[Alıntı]
────────

Aile yılının ilan edilmesinin ardından 2025’i ilk on ayında 235 kadın cinayeti yaşanırken, 247 şüpheli kadın ölümü gerçekleşti. Son altı ayda şüpheli kadın ölümleri yüzde 96 arttı. Her üç günde bir 2 kadın cinayeti şüpheli olarak kayıtlara geçiyor. Kadın cinayetlerinin sayısı hiç olmadığı kadar artarken, şüpheli kadın ölümleri ise ilk kez kadın cinayeti sayısını geçti. Bu ülke ölü kadınların, ölü ve kayıp çocuklar ülkesine dönmüş durumda. Aile irşat büroları ile “Kutsal aile” masalı anlatılıyor.
Siyonist İsrail’in Filistin’de sürdürdüğü soykırım, kapitalist devletlerin açık desteğiyle derinleşiyor; son iki yılda 50 binden fazla kadın ve çocuk katledildi, hayatta kalanlar açlıkla teslim alınmaya çalışılıyor. Suriye’de Dürzi ve Aleviler katlediliyor, kadınlar tecavüze uğruyor, İran zindanlarında kadınlar kimlikleri ve özgürlük talepleri için işkenceye, idam tehdidine maruz kalıyor. Dünyanın dört bir yanında farklı dillerde, farklı topraklarda kadınlar emperyalist ve faşist iktidarlar tarafından katlediliyor, göçe zorlanarak yerinden ediliyor, emeği ucuzlatılıyor.

────────

[Sağlanan Veriler]
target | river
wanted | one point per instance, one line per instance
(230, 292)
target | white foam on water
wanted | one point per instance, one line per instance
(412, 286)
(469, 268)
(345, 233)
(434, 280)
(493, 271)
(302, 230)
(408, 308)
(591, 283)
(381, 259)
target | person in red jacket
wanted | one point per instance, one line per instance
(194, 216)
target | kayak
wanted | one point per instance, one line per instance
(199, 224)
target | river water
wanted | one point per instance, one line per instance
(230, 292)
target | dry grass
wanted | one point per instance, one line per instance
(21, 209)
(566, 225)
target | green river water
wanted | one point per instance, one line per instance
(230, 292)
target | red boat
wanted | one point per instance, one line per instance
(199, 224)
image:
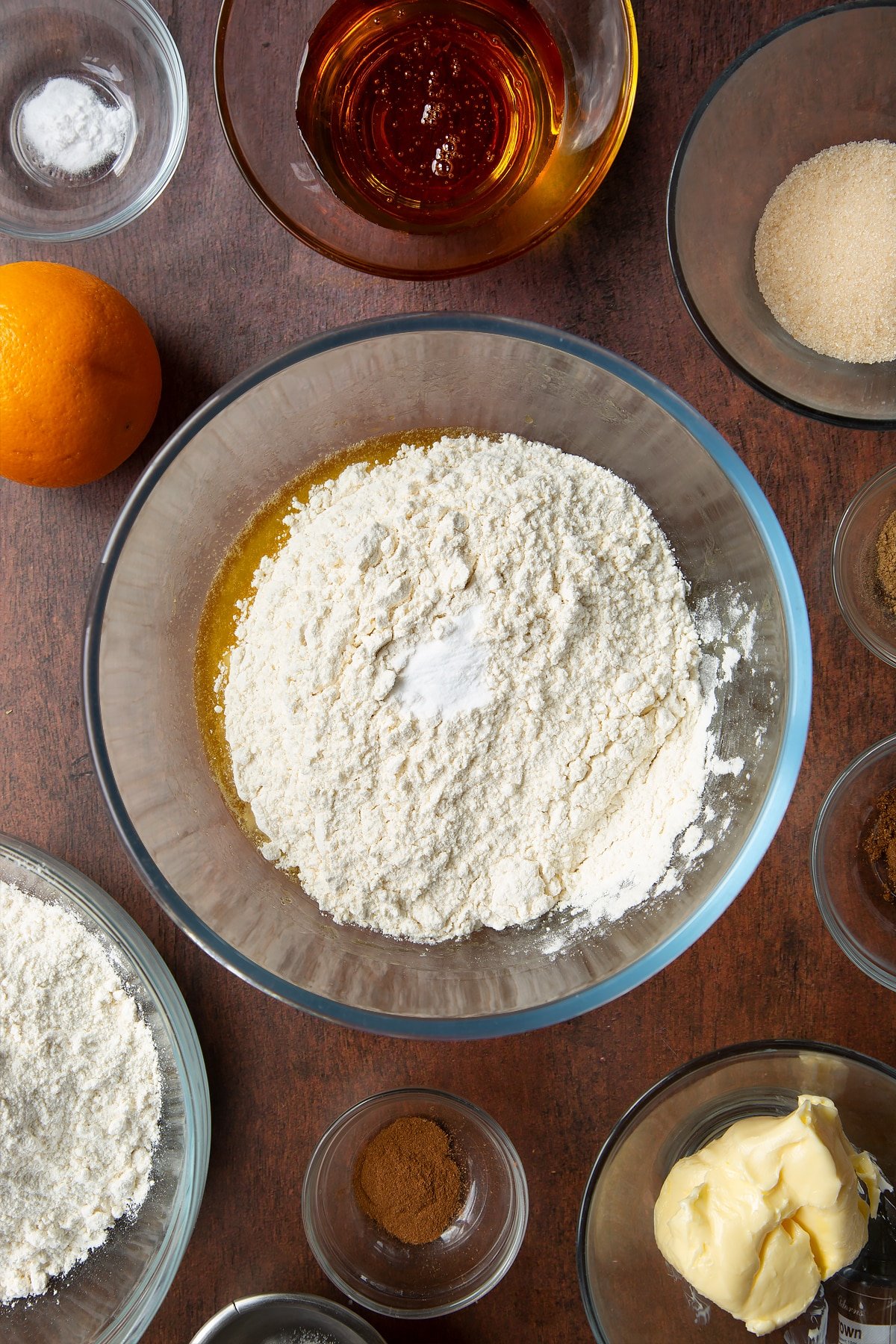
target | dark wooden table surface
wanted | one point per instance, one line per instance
(222, 287)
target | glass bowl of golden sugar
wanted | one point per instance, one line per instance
(782, 215)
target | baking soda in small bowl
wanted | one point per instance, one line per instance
(72, 128)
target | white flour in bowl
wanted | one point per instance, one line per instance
(80, 1095)
(547, 759)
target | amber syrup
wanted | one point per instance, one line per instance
(430, 114)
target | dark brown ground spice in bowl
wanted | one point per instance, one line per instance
(886, 562)
(880, 841)
(408, 1180)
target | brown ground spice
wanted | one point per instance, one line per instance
(408, 1180)
(880, 843)
(886, 557)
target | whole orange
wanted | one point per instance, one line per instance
(80, 376)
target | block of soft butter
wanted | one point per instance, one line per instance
(759, 1216)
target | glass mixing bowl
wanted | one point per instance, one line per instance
(824, 80)
(125, 52)
(258, 53)
(255, 436)
(460, 1266)
(114, 1293)
(630, 1295)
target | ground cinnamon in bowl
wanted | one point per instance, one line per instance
(408, 1182)
(886, 562)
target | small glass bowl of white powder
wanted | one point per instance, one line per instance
(93, 116)
(75, 967)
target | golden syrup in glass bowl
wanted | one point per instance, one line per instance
(430, 114)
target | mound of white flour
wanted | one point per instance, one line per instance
(80, 1095)
(467, 692)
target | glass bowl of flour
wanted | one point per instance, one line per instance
(588, 505)
(93, 116)
(113, 1293)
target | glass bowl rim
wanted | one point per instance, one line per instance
(104, 914)
(169, 55)
(672, 238)
(344, 258)
(842, 936)
(503, 1142)
(743, 1050)
(755, 843)
(208, 1332)
(887, 652)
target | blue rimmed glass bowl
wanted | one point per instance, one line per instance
(240, 448)
(114, 1293)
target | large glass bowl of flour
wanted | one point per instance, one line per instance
(246, 444)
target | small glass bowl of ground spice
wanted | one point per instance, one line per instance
(805, 311)
(864, 564)
(853, 862)
(415, 1203)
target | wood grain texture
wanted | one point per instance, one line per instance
(222, 287)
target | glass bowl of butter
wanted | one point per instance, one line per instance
(758, 1169)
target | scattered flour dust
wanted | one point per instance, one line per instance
(80, 1095)
(467, 691)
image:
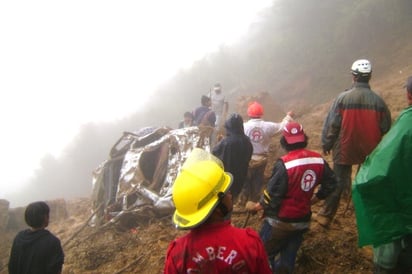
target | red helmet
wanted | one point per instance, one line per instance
(255, 110)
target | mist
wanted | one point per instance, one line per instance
(298, 51)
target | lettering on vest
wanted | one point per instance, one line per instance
(220, 253)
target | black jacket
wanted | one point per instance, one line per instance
(36, 252)
(235, 151)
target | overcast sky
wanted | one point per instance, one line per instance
(66, 63)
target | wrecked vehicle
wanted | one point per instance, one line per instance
(135, 183)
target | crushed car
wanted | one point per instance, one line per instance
(135, 183)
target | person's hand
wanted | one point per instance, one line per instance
(326, 152)
(253, 207)
(291, 114)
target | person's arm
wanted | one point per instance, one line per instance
(331, 128)
(170, 267)
(277, 187)
(274, 192)
(328, 184)
(386, 122)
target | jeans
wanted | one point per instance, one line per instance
(344, 178)
(283, 243)
(396, 254)
(253, 186)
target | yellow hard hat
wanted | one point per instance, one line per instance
(195, 190)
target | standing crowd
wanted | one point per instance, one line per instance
(356, 132)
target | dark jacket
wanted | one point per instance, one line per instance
(36, 252)
(203, 115)
(280, 184)
(235, 151)
(355, 124)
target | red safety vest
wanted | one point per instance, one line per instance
(305, 169)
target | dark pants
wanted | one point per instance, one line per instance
(284, 243)
(344, 178)
(252, 189)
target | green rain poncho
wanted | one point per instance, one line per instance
(382, 190)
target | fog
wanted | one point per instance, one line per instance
(72, 74)
(299, 52)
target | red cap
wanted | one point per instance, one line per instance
(293, 133)
(255, 110)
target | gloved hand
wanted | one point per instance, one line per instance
(251, 206)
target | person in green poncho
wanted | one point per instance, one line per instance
(382, 195)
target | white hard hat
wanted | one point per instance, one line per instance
(361, 67)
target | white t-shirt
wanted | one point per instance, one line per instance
(218, 101)
(260, 132)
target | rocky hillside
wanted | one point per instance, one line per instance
(141, 249)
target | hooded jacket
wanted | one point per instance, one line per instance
(382, 189)
(36, 252)
(355, 124)
(235, 151)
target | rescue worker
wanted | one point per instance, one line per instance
(187, 120)
(260, 133)
(382, 193)
(202, 199)
(353, 127)
(235, 151)
(203, 115)
(219, 104)
(286, 201)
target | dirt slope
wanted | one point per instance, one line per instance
(142, 249)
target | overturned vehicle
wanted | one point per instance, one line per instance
(135, 183)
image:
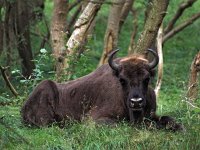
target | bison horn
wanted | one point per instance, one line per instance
(155, 61)
(111, 63)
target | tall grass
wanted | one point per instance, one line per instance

────────

[Görevler]
a – Alıntıya göre 2025'in ilk on ayında kaç kadın cinayeti yaşanmıştır?
b – Kayıtlarda "jacket" dizesini içeren her satırı bir araya getir. Büyük ve küçük harf ayrımı dikkate alınmalıdır.
Alıntı ile kayıtlar birbirinden farklı kaynaklardan alınmıştır.

[Görevlere Göre Yanıtlar]
a – 235 kadın cinayeti yaşanmıştır.

b –
target | person in red jacket
target | black jacket
target | dark jacket
target | hooded jacket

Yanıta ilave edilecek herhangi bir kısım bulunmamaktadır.